Stored data:
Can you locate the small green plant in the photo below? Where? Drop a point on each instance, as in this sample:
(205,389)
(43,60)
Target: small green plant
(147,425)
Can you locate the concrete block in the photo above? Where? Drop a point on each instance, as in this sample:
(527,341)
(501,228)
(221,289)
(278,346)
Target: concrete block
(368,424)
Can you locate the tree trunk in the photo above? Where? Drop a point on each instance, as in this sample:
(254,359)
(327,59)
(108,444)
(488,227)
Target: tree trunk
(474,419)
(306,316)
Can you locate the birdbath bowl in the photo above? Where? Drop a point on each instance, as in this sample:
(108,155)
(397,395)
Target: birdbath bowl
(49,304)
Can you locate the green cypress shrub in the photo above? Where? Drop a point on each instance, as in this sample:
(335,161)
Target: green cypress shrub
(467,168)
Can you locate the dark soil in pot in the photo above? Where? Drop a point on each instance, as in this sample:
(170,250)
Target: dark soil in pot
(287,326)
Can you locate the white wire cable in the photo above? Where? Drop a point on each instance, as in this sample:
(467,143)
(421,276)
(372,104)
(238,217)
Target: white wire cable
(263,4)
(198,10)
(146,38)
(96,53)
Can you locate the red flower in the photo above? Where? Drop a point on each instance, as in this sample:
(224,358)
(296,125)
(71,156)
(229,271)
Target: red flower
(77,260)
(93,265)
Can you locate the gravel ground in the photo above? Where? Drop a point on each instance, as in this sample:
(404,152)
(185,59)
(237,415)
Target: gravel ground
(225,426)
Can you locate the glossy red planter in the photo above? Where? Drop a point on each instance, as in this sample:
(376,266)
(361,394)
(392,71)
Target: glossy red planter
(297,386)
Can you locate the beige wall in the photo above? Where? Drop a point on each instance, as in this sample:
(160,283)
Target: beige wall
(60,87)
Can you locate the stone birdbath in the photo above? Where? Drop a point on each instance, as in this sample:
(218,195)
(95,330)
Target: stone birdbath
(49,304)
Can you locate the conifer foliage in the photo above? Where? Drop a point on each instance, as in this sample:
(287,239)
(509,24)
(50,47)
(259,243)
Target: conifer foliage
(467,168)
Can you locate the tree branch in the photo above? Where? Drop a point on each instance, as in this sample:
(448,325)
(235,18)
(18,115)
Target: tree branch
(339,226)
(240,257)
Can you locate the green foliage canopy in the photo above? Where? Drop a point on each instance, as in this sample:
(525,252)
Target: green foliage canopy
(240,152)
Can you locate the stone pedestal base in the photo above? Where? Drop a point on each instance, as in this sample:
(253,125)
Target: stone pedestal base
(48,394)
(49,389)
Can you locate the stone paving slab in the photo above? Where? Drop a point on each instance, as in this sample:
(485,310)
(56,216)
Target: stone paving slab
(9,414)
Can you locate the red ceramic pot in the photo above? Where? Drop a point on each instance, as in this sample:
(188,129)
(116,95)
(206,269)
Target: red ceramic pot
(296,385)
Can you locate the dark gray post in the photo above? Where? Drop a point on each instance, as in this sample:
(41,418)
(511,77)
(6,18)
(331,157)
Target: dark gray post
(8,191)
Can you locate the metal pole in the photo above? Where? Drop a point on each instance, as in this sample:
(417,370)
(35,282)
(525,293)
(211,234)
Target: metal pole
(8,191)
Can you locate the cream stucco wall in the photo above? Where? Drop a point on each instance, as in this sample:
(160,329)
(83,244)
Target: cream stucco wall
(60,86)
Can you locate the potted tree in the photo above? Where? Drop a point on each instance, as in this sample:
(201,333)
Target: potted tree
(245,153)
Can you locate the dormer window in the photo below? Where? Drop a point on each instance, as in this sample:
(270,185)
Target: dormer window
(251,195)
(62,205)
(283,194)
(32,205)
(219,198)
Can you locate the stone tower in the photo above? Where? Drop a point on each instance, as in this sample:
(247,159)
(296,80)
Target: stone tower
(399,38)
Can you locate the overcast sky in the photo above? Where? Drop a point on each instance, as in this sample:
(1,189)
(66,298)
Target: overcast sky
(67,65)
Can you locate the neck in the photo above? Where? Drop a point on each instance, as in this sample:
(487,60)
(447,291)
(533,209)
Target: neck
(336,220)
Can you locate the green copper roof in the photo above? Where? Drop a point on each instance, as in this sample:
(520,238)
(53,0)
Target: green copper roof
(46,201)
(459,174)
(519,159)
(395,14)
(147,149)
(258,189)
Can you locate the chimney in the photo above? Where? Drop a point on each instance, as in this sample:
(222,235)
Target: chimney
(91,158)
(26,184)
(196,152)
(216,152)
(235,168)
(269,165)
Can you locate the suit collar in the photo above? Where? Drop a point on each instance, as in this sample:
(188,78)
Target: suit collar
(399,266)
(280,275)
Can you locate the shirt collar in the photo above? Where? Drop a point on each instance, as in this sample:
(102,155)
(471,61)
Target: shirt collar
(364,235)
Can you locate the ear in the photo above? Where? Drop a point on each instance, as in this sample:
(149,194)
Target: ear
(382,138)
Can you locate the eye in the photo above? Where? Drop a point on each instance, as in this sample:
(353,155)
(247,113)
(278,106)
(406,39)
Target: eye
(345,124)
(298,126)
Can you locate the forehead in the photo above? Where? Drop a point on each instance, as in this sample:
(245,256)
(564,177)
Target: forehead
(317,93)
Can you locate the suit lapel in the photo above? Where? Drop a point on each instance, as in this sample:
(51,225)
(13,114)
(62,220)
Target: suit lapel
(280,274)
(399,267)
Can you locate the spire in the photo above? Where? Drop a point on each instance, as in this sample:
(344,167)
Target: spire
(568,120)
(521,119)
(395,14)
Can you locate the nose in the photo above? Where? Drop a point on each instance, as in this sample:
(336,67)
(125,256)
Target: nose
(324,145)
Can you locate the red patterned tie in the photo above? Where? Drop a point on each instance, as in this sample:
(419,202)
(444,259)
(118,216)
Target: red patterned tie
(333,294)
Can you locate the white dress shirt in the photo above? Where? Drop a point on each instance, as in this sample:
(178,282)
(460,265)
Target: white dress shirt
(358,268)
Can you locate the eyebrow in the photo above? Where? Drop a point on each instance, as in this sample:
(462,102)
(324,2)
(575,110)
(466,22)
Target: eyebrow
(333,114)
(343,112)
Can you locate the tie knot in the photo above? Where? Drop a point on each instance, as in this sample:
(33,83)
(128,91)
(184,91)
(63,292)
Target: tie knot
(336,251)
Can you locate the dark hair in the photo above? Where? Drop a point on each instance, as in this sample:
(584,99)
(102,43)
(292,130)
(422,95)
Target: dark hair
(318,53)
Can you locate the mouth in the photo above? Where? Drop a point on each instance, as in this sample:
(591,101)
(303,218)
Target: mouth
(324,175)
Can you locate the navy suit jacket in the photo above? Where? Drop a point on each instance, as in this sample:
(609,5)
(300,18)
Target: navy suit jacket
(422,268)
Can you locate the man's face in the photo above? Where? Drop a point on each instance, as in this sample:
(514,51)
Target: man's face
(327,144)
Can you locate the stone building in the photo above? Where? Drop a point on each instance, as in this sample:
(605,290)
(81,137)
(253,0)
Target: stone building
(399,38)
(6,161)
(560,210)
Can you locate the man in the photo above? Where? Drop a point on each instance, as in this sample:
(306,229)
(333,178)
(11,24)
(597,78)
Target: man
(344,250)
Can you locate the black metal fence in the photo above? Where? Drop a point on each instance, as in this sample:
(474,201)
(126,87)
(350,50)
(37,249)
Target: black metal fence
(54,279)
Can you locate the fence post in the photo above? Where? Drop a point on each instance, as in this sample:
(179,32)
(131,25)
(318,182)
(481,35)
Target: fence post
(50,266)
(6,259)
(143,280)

*What needs to be done:* Give back the whole listing, word for word.

*Written solution:*
Can you locate the small green plant in the photo below? Where? Drop a point on each instance, as in this sample:
(205,389)
(43,60)
Target: small green plant
(147,425)
Can you locate the concrete block in the photo above? Where? Drop a point on each instance, as in this sample:
(527,341)
(501,228)
(221,289)
(278,346)
Target: concrete block
(368,424)
Can you locate the tree trunk in the photo above? Where? Drop a point on each instance, as in this sample:
(254,359)
(327,59)
(108,444)
(488,227)
Target: tree trunk
(474,419)
(306,316)
Can you locate the birdbath bowl in the photo above? Where? Drop a point on each instance, as in this sample:
(108,155)
(397,395)
Target: birdbath bowl
(49,304)
Can you locate the green cypress shrub in the photo above? Where? Drop a point on each instance, as in this sample:
(335,161)
Target: green cypress shrub
(467,168)
Can you locate the dark soil in pot in the photo above? Where? Drop a point on each instance, as in this sample:
(170,250)
Target: dark soil in pot
(287,326)
Can you locate the white wire cable in the photo above? Where? Drop a point on each instance, as in this sample:
(467,143)
(421,276)
(372,104)
(238,217)
Target: white wire cable
(263,4)
(198,10)
(146,38)
(96,53)
Can you locate the red flower in the photo above? Where? Drop a point on each instance, as in this sample:
(224,358)
(296,125)
(71,156)
(229,271)
Target: red flower
(77,260)
(93,265)
Can you locate the gravel ground in the photo above? Where? Drop a point on each instance, as in this sample:
(404,152)
(185,59)
(237,415)
Target: gravel ground
(225,426)
Can you locate the glossy red planter in the photo above? Where? Drop a point on each instance, as in this sample:
(376,266)
(361,394)
(392,71)
Target: glossy red planter
(297,386)
Can you locate the beige wall in the photo above? Where? Drop a point on each instance, as in this sample:
(160,283)
Target: beige wall
(60,87)
Can you locate the stone birdbath in the photo above? Where? Drop a point on each instance, as in this sample:
(218,195)
(95,330)
Target: stone birdbath
(49,304)
Can you locate the conifer foliage in the photo above? Where? Drop a point on each instance, as in this sample:
(287,239)
(509,24)
(50,47)
(259,243)
Target: conifer foliage
(467,168)
Can you locate the tree branch in the photo above? Where? Drop a point on each instance, as in this sample:
(448,325)
(235,18)
(18,115)
Target: tree branch
(339,226)
(240,257)
Can you locate the green foliage canopy in the photo above? Where? Drop a point on each instance, as in this sample:
(525,252)
Target: green foliage canopy
(240,152)
Can you locate the stone pedestal base in the photo above? Where? Drop a point on each instance, as in this sample:
(253,125)
Target: stone pedestal base
(48,394)
(49,389)
Can you locate the stone paving slab in the photo above? Where? Drop a point on each instance, as in this sample:
(485,310)
(56,216)
Target: stone paving slab
(9,414)
Can you locate the red ceramic pot in the photo above? Where? Drop a point on each instance, as in this sample:
(188,129)
(116,95)
(206,269)
Target: red ceramic pot
(296,385)
Can you locate the dark gray post in the photo above? Where? Drop a point on each instance, as in this sample:
(41,418)
(511,77)
(6,18)
(331,157)
Target: dark gray post
(8,191)
Can you locate the metal pole in the photo above? Where? Drop a point on each instance, as in this sample:
(417,370)
(35,282)
(525,293)
(211,234)
Target: metal pole
(8,191)
Can you locate the cream stucco wall in the photo above? Where? Drop a point on each instance, as in this sample:
(160,329)
(83,244)
Target: cream stucco wall
(60,86)
Can you locate the potted tree in the photo above? Where? Drop a point on each instance, as in this sample:
(201,333)
Target: potted tree
(245,153)
Can you locate the dormer window in the photo below? Where? Drop a point on each instance, as in this sample:
(270,185)
Target: dormer window
(251,195)
(62,205)
(283,194)
(32,205)
(219,198)
Can you locate the stone tower in the photo above? Where? Drop a point on each instance, as in this sample:
(247,159)
(296,80)
Target: stone tower
(399,38)
Can you locate the overcast sky in the photo above? Where? Drop a point on each instance, as in this sample:
(1,189)
(66,298)
Target: overcast sky
(67,65)
Can you locate the neck in the photo above? Where? Drop a point on each instance, as in this sample:
(487,60)
(447,291)
(533,209)
Target: neck
(336,220)
Can you locate the green copper roof in the photo above? Where? Drop a point on each instance, as in this sample:
(520,238)
(53,0)
Target: green copper roof
(46,201)
(459,174)
(519,159)
(395,14)
(147,149)
(258,189)
Can you locate the chimney in the photo above? Where? Drop a point on each instance, as in this sample:
(222,235)
Target: chimney
(91,158)
(26,184)
(196,152)
(216,152)
(235,168)
(269,165)
Can you locate the suit collar in the photo above? Where? Drop a point on each instance, as in this sample:
(188,78)
Target: suit collar
(399,266)
(280,275)
Can you locate the shirt collar in the photo above? Where? Drop a point on each instance, as in this sample:
(102,155)
(471,61)
Target: shirt collar
(364,235)
Can you locate the ear in the photo above? Where? Drop a point on each instance, as in this sample:
(149,194)
Target: ear
(382,138)
Can you locate the eye in the photo above? Where? Drop a point on each instance, as in this sample:
(353,155)
(247,113)
(278,106)
(406,39)
Target: eye
(345,124)
(298,126)
Can you locate the forehead in the photo above? Where? Drop a point on each instance, as in this sample:
(245,256)
(564,177)
Target: forehead
(317,93)
Can you locate the suit lapel in the photo above? Where? Drop a point on each instance, as in this sample:
(51,225)
(13,114)
(62,220)
Target: suit lapel
(280,274)
(399,267)
Can you locate the spire in the photo above? Where? Drop a point on each instance, as in this sample:
(344,167)
Target: spire
(568,120)
(521,119)
(395,14)
Can you locate the nose in the photo above? Where? Drop a point on each instance, as in this sample:
(336,67)
(125,256)
Target: nose
(324,145)
Can you locate the red patterned tie in the photo above? Where? Drop a point on each instance, as in this sample:
(419,202)
(444,259)
(118,216)
Target: red patterned tie
(333,294)
Can you locate the white dress shirt in the photo above? Where? Drop a point on each instance, as in this sample:
(178,282)
(460,265)
Target: white dress shirt
(358,268)
Can you locate the eyebrow in the photo above? Where? Drop a point on each instance, as in this sample:
(462,102)
(324,2)
(575,110)
(466,22)
Target: eyebrow
(333,114)
(343,112)
Can you locate the tie knot in the photo above? Where? Drop a point on each instance, as in this sample:
(33,83)
(128,91)
(184,91)
(63,292)
Target: tie knot
(336,251)
Can you locate the dark hair in the photo above? Where? Drop a point on each instance, as in this sample:
(584,99)
(102,43)
(292,130)
(422,95)
Target: dark hair
(318,53)
Can you locate the mouth in the photo above? Where? Drop a point on each instance, as in this sample:
(591,101)
(303,218)
Target: mouth
(324,175)
Can you locate the navy suit jacket in the photo above? Where? Drop a point on each instance, as in this sample:
(609,5)
(300,18)
Target: navy suit jacket
(422,268)
Can you locate the man's face in the photo above? Where? Drop a point on each instance, as in this sample:
(514,51)
Target: man's face
(327,144)
Can you locate the stone building in the photo above? Where? Drop a point on each instance, as in this sample:
(605,290)
(81,137)
(253,0)
Target: stone building
(399,38)
(6,161)
(560,210)
Can you locate the man in the photo above? Where? Drop a point on each instance, as in this sample:
(306,229)
(333,178)
(11,24)
(597,78)
Target: man
(344,250)
Can you locate the black metal fence in the photo above? Where? Drop a point on each instance, as in this sample:
(474,201)
(126,87)
(350,50)
(37,249)
Target: black metal fence
(54,279)
Can you locate the fence post in the photo above? Where? Drop a point on each instance, as in this sample:
(179,32)
(131,25)
(318,182)
(481,35)
Target: fence post
(50,266)
(6,259)
(143,280)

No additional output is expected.